- _EXERCISES TO COMPLETE_:
**1)** From the passage on inverse reinforcement learning, write out the text starting with "Given demonstrations of" and going on through "debugging and verification.", and swap "cost function" for "objective function" wherever it occurs.
**2)** In the passage on inverse reinforcement learning, which approach is given as an example of state-to-state or state-to-action learning?
**3)** Using the passage on inverse reinforcement learning, explain in one to three sentences why a reward or cost function learned through IRL is favored over approaches like Behavior Cloning.

- _SELECTION_:
_ _ _ _

Given demonstrations of experts accomplishing a specific task, Inverse Optimal Control (IOC) or Inverse Reinforcement Learning (IRL) can learn a cost function that explains the experts’ demonstrated behavior. OC/ Reinforcement Learning (RL) can then find an optimal policy that generates trajectories similar to that of the experts. As shown in the literature [Ng2000irl, abbeel2004apprenticeship], the learned reward or cost function through IRL can better generalize than state-to-state or state-to-action learning approaches like Behavior Cloning (BC) [pan2019imitation] and it provides an additional interpretable layer which can be used for debugging and verification.

_ _ _ _

(Location identification listing)
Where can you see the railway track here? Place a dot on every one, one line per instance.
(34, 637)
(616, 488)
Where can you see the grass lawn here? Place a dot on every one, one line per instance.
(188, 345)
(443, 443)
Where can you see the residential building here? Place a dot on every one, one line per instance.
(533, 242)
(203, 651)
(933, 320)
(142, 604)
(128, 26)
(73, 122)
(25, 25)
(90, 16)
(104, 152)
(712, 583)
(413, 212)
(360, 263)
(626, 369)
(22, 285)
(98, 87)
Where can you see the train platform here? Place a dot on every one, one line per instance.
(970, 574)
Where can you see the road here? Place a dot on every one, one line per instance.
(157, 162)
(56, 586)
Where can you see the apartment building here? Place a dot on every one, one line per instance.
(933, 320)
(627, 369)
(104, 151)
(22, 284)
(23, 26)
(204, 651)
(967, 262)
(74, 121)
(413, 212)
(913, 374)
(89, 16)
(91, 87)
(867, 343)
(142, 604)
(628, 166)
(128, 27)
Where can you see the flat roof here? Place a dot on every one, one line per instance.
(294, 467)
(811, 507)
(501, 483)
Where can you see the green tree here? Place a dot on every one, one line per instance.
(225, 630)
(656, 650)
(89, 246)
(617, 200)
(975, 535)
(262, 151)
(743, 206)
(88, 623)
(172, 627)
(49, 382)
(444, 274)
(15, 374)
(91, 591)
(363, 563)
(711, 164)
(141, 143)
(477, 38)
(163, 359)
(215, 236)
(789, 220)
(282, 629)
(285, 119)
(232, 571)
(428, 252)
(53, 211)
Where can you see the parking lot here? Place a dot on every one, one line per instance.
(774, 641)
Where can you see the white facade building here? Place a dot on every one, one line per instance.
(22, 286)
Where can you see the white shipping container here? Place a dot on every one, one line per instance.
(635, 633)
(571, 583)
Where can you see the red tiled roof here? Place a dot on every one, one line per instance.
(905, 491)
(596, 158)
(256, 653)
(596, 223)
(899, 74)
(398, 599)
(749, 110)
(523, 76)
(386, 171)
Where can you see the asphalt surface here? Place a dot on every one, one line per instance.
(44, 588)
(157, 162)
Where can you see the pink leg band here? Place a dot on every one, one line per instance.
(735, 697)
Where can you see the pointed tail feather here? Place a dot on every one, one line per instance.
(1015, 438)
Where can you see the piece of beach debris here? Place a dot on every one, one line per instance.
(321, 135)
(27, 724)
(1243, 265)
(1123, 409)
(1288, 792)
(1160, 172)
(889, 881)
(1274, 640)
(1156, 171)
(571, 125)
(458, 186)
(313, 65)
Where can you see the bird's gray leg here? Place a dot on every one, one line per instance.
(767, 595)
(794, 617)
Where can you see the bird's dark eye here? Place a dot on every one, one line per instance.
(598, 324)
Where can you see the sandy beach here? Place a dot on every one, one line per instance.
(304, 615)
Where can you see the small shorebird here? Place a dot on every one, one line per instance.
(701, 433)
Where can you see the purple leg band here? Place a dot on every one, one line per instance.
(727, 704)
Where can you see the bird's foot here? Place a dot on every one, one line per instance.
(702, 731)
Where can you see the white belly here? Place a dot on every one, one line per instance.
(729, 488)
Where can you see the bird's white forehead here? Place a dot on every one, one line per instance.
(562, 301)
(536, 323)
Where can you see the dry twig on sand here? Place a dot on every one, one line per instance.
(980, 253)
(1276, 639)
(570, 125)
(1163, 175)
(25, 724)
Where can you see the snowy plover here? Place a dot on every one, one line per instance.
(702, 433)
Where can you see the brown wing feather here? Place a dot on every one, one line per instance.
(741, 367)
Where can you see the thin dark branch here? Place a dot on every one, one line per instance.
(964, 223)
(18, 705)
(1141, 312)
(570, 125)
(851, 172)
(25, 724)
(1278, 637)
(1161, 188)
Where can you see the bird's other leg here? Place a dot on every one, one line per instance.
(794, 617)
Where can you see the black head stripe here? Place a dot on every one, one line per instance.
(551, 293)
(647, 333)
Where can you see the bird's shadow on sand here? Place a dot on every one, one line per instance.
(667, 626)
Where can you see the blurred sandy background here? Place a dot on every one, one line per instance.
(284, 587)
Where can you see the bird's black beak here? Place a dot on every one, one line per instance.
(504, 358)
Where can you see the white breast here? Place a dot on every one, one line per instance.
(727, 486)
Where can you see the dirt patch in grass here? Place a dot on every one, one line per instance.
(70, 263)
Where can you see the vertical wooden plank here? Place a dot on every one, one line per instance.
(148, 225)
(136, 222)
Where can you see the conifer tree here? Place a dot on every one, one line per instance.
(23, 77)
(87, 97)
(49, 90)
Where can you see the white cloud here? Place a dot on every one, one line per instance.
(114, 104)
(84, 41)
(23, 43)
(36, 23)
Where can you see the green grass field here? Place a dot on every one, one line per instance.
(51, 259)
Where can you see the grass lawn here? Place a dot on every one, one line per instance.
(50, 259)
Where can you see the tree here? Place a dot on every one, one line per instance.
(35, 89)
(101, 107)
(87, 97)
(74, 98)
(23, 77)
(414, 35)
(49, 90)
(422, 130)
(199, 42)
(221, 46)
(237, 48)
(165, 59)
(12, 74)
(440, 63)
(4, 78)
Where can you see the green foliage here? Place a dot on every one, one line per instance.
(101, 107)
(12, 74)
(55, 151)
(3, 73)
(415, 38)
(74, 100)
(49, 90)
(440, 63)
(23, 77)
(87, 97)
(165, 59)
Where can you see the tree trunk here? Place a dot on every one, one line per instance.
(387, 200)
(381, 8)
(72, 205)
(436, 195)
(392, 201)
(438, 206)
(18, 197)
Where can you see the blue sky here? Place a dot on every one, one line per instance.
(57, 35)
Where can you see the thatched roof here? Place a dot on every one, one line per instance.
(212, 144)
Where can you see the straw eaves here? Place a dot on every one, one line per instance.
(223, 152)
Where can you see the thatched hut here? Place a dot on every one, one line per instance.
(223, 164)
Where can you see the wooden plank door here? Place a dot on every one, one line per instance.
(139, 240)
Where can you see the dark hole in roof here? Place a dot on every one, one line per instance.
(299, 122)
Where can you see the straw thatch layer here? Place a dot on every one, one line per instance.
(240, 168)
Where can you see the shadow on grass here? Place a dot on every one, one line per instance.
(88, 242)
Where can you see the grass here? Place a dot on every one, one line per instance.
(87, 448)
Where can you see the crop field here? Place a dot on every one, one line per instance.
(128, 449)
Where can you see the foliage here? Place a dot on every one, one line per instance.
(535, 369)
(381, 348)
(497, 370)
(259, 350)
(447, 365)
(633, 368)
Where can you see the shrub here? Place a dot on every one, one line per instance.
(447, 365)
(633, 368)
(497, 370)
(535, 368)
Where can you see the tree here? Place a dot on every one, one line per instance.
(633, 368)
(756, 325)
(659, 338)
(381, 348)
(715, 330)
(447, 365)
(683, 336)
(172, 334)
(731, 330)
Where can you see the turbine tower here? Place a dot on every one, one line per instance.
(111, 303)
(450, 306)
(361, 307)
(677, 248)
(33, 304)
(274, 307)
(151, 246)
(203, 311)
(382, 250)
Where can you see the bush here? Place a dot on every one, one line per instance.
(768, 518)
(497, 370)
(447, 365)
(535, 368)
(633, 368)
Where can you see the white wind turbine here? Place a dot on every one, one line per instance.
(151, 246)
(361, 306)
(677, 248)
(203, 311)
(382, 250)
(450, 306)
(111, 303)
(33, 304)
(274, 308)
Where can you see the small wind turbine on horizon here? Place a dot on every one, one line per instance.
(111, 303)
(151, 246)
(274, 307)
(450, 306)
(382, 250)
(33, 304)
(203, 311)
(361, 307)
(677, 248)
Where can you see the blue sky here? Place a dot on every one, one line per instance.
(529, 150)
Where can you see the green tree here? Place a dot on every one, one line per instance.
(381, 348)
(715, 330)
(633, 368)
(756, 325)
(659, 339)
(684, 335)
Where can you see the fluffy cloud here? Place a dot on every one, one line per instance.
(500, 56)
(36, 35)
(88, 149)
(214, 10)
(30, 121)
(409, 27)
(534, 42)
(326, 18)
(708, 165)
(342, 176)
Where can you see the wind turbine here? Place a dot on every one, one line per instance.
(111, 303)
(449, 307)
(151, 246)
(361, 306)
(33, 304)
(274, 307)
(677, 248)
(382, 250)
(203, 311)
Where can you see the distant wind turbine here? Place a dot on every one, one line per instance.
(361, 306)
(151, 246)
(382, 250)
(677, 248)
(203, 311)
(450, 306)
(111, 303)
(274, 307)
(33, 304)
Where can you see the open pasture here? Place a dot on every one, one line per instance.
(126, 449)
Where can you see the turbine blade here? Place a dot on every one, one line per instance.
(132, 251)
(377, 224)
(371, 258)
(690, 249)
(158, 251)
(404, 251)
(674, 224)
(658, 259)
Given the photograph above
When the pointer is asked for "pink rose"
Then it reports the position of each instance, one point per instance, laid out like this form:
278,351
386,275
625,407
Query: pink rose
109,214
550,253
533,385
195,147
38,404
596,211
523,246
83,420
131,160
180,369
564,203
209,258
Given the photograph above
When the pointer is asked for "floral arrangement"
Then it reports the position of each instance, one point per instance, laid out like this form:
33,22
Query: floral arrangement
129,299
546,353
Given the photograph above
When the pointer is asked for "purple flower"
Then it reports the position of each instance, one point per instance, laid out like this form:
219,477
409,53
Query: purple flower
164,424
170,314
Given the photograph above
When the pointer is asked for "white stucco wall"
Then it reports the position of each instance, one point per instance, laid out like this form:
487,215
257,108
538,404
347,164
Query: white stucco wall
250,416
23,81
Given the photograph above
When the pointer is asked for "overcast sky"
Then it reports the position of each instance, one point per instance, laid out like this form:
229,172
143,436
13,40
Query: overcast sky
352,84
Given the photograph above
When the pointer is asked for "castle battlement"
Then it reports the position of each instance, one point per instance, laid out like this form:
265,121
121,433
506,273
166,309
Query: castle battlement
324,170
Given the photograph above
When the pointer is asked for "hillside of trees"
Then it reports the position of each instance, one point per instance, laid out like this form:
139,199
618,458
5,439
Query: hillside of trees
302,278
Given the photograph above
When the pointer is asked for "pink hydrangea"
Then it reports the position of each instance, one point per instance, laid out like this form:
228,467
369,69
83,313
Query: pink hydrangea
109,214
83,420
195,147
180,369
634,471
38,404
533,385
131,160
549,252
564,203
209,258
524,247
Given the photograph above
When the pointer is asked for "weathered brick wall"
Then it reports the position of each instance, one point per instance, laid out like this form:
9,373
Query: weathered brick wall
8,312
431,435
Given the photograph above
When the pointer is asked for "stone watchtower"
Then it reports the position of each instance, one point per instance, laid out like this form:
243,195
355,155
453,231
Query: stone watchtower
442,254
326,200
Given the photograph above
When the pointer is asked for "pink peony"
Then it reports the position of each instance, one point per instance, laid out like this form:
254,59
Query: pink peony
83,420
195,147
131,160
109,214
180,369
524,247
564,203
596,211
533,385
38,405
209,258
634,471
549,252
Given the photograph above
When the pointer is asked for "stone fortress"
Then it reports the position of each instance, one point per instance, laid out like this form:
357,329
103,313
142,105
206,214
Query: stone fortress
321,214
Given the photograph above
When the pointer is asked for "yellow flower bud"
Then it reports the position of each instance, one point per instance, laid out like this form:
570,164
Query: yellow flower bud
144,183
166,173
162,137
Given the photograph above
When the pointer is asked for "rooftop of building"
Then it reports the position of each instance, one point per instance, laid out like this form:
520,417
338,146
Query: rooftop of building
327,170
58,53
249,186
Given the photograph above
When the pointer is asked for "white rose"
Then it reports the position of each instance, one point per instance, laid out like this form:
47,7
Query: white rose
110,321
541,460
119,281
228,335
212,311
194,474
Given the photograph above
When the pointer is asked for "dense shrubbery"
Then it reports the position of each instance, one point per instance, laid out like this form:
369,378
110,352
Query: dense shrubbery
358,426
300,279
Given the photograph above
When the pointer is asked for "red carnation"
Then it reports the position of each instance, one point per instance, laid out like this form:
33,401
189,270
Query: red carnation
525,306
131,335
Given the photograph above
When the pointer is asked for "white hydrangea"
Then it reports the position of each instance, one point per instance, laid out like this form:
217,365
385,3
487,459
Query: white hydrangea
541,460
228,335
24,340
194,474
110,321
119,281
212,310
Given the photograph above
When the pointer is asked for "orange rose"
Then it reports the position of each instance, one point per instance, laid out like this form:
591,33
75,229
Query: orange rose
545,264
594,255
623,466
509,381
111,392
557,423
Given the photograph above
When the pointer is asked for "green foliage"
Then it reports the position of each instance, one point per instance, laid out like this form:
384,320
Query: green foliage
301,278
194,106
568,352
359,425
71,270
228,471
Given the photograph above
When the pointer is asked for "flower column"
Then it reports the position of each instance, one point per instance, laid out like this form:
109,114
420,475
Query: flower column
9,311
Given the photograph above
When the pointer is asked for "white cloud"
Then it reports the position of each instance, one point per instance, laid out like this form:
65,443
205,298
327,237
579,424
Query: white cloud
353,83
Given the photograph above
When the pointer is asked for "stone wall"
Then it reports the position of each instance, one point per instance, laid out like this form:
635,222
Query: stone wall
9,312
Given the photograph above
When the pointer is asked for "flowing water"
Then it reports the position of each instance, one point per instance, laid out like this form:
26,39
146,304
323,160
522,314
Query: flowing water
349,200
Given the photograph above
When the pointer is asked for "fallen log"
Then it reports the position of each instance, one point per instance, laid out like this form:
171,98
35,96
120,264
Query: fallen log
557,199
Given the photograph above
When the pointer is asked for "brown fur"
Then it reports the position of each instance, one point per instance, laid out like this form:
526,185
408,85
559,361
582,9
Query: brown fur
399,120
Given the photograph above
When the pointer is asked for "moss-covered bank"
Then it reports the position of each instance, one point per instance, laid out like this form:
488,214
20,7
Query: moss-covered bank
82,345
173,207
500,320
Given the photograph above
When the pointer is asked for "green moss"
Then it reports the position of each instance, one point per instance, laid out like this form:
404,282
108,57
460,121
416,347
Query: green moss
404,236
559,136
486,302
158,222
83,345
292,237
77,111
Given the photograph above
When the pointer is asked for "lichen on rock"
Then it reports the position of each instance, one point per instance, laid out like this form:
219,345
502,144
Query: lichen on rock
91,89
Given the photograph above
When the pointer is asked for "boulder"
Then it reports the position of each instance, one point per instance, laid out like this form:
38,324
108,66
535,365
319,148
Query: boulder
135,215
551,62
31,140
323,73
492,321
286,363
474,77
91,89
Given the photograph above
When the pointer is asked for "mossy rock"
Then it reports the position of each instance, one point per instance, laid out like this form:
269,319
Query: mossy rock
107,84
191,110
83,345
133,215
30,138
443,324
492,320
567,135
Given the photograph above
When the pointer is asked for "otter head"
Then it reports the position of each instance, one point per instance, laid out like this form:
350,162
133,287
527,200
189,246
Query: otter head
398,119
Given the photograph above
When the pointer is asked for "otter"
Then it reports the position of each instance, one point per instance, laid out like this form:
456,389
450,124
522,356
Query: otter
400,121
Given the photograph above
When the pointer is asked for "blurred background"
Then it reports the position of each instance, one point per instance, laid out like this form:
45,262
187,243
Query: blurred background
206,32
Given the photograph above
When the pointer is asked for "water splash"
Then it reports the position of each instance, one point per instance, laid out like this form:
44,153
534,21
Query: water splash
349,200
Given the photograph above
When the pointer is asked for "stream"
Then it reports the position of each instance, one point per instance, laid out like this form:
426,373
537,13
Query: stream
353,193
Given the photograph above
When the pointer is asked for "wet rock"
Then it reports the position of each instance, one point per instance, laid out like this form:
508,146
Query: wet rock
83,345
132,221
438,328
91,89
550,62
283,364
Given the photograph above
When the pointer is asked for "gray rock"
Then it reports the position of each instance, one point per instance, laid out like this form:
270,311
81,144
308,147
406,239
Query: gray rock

_ _ _ _

- _SOLUTIONS_:
**1)**
Given demonstrations of experts accomplishing a specific task, Inverse Optimal Control (IOC) or Inverse Reinforcement Learning (IRL) can learn a objective function that explains the experts’ demonstrated behavior. OC/ Reinforcement Learning (RL) can then find an optimal policy that generates trajectories similar to that of the experts. As shown in the literature [Ng2000irl, abbeel2004apprenticeship], the learned reward or objective function through IRL can better generalize than state-to-state or state-to-action learning approaches like Behavior Cloning (BC) [pan2019imitation] and it provides an additional interpretable layer which can be used for debugging and verification.

**2)** Behavior Cloning (BC).

**3)** A reward or cost function learned through IRL can generalize better than state-to-state or state-to-action approaches like Behavior Cloning. It also provides an additional interpretable layer that can be used for debugging and verification.